*** THE DATA ***

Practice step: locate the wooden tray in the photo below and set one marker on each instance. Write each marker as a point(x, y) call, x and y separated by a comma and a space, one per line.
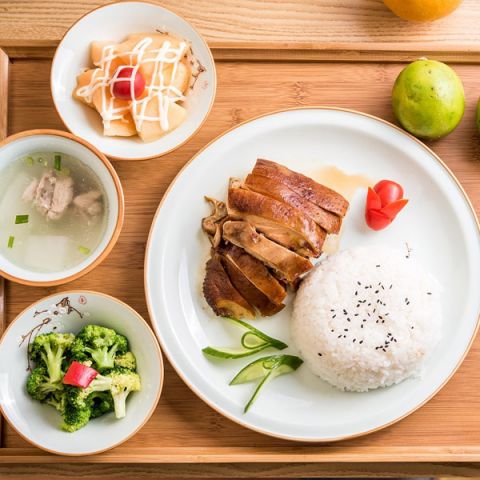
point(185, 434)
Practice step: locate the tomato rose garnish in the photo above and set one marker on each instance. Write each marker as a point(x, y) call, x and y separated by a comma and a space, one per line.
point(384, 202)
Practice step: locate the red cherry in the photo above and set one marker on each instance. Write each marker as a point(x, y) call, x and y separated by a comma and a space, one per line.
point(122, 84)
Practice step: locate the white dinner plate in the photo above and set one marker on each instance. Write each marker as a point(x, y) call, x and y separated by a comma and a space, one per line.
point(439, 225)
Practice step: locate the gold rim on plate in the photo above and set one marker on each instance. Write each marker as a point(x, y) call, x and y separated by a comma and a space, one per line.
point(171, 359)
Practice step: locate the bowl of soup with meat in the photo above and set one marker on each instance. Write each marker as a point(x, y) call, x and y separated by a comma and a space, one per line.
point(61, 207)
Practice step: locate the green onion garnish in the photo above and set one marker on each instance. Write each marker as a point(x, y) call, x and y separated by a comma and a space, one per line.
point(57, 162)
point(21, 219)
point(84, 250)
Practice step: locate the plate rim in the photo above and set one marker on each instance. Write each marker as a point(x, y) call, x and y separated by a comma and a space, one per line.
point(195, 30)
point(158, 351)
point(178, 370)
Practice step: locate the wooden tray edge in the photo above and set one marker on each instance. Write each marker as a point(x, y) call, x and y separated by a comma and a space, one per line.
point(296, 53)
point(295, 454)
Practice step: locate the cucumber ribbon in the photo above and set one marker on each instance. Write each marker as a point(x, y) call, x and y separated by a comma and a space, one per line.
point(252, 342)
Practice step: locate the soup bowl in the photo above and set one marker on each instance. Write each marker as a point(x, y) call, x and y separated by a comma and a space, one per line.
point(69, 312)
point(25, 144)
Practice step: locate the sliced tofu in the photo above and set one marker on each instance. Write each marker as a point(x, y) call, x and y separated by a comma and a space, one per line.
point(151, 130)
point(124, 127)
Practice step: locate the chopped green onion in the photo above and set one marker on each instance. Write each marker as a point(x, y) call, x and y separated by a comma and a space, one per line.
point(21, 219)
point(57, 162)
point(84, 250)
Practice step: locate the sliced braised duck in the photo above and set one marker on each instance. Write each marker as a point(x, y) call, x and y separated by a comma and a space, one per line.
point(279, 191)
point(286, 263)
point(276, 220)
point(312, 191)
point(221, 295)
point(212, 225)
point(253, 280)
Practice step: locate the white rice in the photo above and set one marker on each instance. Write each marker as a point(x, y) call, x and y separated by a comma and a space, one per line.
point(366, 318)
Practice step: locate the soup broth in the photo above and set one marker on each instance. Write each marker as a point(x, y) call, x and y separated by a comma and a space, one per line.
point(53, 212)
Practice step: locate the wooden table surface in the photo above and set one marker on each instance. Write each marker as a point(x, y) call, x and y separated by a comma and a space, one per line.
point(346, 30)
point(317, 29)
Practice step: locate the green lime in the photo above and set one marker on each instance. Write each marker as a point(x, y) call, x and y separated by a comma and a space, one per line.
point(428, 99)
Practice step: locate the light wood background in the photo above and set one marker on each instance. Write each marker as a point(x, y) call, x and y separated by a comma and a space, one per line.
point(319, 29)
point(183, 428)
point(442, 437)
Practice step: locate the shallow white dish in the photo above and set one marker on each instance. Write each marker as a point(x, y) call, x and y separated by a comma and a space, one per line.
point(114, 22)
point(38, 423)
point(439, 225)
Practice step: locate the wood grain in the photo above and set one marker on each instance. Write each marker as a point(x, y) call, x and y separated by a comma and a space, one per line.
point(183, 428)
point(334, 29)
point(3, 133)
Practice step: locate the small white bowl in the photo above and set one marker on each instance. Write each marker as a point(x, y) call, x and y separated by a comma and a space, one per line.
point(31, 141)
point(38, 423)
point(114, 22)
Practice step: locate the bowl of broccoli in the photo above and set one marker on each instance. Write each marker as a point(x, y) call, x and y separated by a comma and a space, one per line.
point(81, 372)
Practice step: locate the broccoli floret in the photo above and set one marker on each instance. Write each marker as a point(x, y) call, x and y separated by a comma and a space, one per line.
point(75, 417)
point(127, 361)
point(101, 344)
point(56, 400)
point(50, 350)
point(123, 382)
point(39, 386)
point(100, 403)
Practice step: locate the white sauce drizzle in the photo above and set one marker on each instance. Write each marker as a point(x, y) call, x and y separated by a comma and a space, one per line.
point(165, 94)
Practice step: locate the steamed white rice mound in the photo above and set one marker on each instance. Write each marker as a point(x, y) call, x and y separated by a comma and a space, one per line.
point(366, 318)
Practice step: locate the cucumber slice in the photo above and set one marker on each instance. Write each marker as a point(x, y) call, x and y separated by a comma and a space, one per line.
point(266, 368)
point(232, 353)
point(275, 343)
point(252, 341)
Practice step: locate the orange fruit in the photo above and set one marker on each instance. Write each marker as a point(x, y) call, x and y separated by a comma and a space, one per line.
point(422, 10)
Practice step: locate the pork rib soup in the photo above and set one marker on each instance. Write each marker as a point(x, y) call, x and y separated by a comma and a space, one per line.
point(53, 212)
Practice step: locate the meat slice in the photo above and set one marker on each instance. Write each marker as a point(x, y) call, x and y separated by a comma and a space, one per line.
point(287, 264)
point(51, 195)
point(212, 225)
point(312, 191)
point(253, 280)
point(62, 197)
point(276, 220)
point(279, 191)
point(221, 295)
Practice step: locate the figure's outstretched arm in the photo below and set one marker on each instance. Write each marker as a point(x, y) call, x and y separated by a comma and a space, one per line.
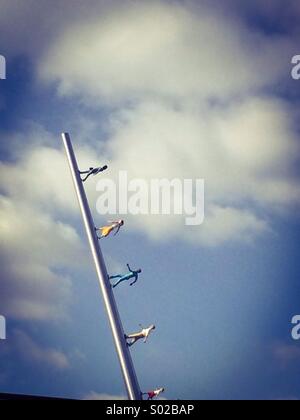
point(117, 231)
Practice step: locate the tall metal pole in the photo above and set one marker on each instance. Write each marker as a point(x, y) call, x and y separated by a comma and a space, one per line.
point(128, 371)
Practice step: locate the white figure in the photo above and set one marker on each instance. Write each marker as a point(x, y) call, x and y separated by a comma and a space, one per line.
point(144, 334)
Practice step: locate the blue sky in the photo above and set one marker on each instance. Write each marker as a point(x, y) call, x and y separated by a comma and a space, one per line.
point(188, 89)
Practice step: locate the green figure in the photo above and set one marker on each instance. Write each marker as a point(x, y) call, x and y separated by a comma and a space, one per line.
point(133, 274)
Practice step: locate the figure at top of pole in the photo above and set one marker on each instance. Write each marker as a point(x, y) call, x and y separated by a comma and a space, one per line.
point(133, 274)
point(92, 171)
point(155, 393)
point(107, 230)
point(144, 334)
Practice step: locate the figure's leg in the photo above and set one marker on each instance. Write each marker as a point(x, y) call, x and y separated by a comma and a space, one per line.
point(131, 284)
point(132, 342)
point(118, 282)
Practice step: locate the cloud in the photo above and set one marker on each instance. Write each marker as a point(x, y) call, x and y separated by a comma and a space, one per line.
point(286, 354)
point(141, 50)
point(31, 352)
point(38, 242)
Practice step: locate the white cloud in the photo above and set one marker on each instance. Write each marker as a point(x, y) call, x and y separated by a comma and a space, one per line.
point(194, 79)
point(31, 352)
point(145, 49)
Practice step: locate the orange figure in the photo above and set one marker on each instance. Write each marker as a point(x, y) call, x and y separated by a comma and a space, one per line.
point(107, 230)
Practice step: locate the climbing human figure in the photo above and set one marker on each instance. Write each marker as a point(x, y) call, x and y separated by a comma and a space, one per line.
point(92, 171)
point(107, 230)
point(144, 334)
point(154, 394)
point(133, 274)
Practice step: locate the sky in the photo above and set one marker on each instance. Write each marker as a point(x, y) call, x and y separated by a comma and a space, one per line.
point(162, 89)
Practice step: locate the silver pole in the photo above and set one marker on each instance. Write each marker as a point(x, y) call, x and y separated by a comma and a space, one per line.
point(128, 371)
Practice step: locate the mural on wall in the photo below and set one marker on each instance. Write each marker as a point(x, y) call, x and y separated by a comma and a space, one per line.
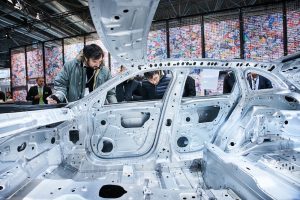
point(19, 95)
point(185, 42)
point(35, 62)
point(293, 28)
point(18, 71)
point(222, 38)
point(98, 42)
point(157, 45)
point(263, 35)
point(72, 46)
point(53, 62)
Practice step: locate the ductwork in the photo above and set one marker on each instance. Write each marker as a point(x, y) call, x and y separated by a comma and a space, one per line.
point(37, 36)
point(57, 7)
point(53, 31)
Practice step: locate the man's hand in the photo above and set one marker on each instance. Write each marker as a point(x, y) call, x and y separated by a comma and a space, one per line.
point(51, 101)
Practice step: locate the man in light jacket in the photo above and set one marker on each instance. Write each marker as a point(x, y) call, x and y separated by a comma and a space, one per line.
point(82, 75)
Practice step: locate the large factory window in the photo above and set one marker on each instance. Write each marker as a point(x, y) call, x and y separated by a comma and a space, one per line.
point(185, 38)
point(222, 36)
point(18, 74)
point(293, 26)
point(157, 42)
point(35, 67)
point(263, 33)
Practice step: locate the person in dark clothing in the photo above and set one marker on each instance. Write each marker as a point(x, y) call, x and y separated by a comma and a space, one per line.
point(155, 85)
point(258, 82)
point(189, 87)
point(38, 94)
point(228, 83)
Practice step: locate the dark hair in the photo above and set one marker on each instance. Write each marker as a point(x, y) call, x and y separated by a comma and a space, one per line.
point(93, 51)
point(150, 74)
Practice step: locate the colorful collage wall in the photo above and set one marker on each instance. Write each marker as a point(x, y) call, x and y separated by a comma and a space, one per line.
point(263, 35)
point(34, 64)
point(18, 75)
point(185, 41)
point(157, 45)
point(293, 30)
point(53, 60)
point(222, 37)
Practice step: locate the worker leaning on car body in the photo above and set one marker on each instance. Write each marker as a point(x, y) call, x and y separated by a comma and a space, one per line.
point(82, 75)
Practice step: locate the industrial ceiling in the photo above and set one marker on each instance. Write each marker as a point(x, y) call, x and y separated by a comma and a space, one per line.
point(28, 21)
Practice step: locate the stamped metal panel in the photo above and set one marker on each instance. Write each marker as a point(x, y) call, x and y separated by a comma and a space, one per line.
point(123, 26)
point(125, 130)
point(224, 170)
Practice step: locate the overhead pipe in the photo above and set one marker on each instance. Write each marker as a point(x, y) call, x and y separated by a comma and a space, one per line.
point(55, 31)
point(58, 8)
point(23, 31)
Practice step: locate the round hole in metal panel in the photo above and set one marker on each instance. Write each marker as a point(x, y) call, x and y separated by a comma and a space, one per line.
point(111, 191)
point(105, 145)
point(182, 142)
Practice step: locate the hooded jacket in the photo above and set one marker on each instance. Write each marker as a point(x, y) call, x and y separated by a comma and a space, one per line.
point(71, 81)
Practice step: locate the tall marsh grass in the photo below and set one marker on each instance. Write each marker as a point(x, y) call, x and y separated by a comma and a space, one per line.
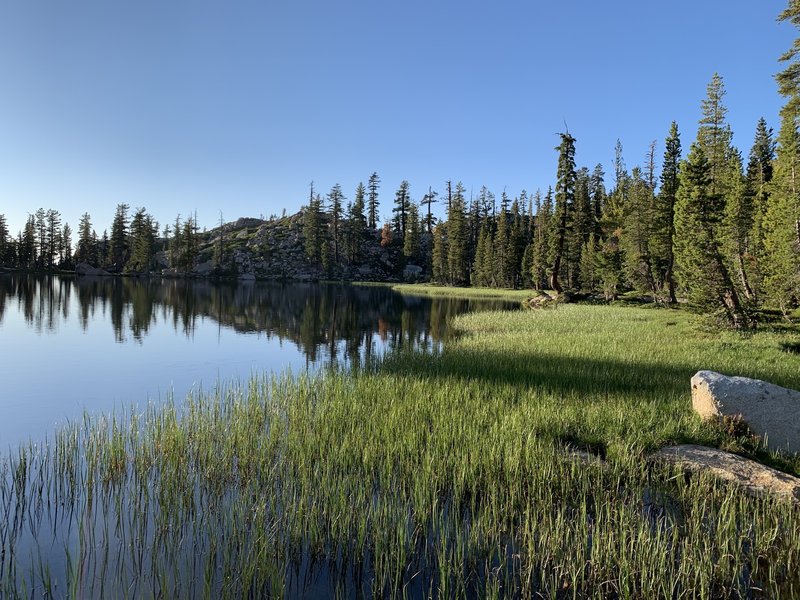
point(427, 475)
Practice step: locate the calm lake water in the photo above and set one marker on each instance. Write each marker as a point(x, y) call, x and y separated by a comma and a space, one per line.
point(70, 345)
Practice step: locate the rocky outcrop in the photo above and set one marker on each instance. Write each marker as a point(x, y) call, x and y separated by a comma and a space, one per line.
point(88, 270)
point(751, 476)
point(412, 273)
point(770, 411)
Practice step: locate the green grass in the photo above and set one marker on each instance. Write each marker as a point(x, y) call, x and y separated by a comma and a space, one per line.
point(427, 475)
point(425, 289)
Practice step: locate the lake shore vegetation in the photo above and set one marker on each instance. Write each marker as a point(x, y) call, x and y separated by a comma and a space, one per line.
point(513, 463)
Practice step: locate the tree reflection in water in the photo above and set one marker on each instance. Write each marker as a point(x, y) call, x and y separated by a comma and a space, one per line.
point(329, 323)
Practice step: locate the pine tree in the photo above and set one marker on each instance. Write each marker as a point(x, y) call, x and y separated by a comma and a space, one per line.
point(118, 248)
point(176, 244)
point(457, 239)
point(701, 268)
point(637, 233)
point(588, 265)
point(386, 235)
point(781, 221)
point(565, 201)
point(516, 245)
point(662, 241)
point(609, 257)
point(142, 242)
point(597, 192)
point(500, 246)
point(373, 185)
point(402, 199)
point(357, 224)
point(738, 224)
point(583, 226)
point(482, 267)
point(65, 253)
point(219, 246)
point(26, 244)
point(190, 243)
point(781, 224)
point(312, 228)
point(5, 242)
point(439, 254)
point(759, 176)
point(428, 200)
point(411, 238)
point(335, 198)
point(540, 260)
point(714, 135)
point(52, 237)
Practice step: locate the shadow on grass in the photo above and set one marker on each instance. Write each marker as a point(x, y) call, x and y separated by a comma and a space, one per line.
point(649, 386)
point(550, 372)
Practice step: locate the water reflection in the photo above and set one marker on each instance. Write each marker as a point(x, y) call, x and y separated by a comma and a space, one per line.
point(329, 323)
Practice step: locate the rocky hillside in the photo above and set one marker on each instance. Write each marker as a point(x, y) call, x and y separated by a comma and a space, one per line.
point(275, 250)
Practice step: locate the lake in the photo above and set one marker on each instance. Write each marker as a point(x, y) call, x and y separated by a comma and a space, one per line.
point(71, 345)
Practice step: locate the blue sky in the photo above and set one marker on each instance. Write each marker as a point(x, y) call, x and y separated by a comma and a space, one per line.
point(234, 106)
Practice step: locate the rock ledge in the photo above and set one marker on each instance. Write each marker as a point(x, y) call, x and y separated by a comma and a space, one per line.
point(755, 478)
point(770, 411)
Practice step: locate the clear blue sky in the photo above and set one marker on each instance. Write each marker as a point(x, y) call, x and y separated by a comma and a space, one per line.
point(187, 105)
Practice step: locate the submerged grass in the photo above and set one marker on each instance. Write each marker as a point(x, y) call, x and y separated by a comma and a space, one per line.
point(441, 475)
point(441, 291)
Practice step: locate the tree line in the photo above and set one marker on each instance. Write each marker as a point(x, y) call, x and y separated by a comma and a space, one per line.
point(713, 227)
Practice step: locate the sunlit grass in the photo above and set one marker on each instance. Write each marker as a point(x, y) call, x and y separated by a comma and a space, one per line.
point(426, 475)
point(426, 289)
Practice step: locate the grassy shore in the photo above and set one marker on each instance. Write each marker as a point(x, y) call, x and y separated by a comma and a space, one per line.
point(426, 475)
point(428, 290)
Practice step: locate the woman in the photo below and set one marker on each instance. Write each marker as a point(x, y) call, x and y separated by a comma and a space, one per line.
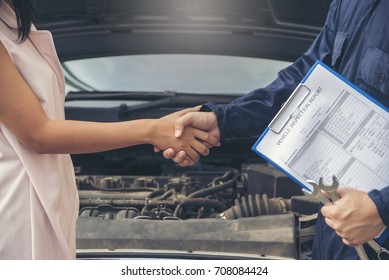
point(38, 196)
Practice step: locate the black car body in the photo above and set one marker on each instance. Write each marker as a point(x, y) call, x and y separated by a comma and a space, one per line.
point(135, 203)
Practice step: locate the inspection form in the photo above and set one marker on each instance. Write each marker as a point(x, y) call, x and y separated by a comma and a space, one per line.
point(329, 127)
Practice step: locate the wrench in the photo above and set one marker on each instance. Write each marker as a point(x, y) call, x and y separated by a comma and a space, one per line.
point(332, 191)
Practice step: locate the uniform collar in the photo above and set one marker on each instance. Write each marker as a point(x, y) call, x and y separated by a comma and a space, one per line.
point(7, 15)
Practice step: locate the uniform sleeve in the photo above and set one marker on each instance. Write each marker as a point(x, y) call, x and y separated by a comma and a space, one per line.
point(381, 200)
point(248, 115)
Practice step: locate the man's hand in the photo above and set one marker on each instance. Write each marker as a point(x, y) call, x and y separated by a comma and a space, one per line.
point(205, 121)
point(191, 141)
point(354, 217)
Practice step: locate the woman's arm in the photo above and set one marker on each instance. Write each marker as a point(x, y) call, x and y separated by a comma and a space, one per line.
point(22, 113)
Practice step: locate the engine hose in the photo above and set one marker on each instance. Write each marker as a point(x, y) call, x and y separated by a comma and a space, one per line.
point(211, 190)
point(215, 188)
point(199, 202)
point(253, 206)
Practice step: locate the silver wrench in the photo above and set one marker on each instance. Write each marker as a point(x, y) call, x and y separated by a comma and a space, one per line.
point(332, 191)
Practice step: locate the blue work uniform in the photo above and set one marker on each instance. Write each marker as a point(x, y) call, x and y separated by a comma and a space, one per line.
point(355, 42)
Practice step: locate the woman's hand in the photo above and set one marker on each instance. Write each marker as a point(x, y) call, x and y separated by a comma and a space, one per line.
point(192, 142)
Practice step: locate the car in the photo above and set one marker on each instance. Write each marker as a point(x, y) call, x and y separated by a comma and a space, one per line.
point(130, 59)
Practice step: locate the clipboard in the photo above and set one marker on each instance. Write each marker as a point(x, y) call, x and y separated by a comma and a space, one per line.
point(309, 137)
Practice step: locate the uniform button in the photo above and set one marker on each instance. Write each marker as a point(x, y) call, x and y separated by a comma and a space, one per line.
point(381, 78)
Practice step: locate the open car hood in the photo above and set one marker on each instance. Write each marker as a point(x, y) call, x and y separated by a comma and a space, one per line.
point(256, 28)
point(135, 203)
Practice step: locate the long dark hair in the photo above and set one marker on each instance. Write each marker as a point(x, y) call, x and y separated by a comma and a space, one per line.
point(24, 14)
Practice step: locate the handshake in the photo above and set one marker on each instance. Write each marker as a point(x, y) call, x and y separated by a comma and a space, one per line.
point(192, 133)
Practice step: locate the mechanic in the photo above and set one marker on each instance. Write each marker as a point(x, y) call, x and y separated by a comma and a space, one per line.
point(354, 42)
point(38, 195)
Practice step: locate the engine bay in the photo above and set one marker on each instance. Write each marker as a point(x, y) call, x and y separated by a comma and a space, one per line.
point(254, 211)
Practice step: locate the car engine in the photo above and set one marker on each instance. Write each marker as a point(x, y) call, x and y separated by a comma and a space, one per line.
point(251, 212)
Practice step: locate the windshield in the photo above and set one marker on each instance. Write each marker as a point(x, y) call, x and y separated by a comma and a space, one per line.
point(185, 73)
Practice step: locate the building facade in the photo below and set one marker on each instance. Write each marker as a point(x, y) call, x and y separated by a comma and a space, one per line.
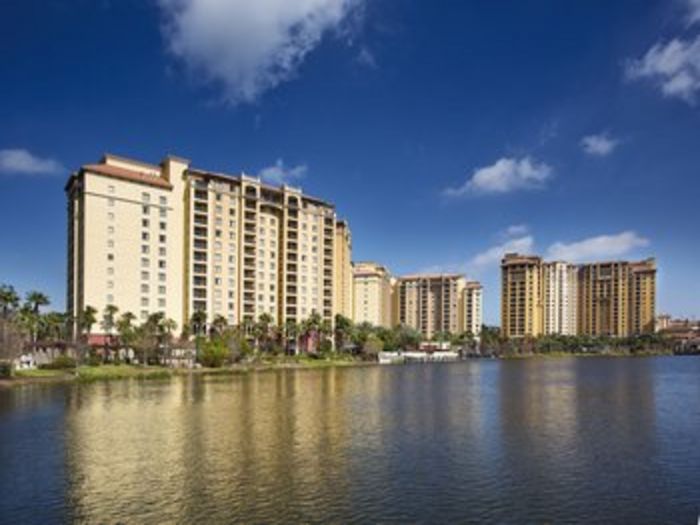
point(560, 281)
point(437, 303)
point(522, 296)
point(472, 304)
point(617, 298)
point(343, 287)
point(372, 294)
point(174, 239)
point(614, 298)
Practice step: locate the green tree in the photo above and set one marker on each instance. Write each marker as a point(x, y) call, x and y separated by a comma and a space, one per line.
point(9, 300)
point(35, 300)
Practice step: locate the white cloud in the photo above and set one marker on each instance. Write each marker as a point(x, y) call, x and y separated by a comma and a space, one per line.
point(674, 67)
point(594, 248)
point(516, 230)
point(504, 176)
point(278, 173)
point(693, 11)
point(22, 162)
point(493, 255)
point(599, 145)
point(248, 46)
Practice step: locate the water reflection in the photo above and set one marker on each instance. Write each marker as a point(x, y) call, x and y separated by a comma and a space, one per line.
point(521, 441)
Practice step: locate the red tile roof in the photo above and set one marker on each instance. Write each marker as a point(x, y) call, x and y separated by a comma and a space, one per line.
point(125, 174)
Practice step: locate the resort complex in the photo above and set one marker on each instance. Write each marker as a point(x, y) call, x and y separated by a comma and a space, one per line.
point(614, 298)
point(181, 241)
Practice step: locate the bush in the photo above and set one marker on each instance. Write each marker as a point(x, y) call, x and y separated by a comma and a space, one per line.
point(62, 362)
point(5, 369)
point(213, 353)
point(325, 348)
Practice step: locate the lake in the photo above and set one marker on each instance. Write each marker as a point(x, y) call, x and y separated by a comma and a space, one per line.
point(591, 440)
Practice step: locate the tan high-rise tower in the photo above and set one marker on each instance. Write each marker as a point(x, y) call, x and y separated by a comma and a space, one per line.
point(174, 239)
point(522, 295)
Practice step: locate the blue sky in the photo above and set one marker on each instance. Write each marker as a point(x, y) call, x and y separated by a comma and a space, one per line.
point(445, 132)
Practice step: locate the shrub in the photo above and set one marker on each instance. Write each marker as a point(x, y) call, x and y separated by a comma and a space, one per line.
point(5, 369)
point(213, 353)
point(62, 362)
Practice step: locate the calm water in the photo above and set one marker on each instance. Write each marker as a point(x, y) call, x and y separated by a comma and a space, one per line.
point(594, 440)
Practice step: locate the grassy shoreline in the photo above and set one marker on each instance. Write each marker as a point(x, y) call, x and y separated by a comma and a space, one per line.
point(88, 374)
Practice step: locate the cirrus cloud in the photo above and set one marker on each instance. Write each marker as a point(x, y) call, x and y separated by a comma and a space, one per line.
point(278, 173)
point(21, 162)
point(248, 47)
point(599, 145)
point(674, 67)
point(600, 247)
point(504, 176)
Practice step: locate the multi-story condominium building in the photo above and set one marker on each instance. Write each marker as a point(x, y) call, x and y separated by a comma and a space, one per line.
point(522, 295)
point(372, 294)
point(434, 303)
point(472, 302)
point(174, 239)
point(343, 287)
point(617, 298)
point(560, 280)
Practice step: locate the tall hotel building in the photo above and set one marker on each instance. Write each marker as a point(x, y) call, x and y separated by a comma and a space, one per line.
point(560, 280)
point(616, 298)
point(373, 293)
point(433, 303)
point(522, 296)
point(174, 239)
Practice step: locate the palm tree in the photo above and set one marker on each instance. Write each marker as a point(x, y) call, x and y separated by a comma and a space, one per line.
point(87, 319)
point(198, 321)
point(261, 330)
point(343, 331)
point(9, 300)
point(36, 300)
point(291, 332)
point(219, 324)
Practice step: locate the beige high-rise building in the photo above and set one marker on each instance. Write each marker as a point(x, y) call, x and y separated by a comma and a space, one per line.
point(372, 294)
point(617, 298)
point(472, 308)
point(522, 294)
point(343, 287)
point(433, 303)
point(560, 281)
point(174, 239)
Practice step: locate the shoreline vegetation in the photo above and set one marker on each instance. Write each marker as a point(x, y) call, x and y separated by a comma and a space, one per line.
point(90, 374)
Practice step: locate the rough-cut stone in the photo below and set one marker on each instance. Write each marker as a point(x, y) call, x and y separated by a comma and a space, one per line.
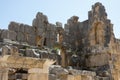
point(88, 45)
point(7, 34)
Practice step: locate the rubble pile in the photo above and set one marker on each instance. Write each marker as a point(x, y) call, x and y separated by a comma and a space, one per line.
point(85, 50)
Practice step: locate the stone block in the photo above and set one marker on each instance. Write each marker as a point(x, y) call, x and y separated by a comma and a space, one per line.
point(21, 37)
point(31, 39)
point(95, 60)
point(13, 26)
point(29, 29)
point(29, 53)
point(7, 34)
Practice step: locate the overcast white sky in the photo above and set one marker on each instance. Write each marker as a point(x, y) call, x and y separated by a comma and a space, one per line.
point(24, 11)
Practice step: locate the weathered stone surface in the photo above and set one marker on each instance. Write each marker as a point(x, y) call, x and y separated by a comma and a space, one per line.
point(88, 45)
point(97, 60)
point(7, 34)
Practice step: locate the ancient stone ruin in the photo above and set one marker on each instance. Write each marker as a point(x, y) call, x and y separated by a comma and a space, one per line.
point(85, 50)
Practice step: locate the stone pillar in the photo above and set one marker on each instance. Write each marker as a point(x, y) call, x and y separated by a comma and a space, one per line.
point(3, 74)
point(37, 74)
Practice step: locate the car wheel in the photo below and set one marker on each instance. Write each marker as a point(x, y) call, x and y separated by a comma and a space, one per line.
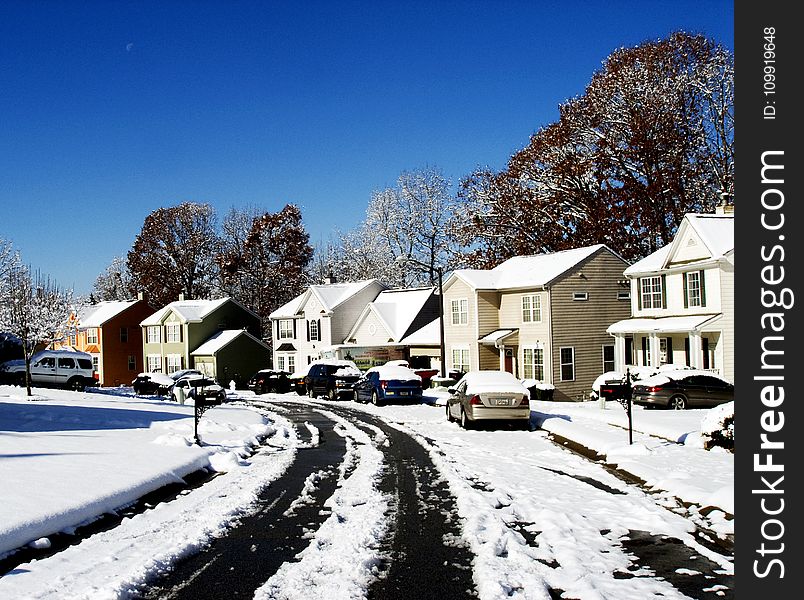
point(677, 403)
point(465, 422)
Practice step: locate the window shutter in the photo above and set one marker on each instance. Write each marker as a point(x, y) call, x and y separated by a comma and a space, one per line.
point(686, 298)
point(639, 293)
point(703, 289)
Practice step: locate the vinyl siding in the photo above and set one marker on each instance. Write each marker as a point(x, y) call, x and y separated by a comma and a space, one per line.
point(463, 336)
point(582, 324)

***

• [WHAT THE TASK REQUIRES] Rewrite the lines starting at the one containing "Practice step: locate the lake shore" and ending at the one containing "point(513, 463)", substituting "shoreline plants" for "lake shore vegetation" and changing nothing else.

• [FINISHED EXERCISE]
Practice step: locate the shoreline plants in the photo above and set one marker on each instance. Write each marker as a point(x, y) call, x and y separated by a comma and a space, one per line.
point(513, 463)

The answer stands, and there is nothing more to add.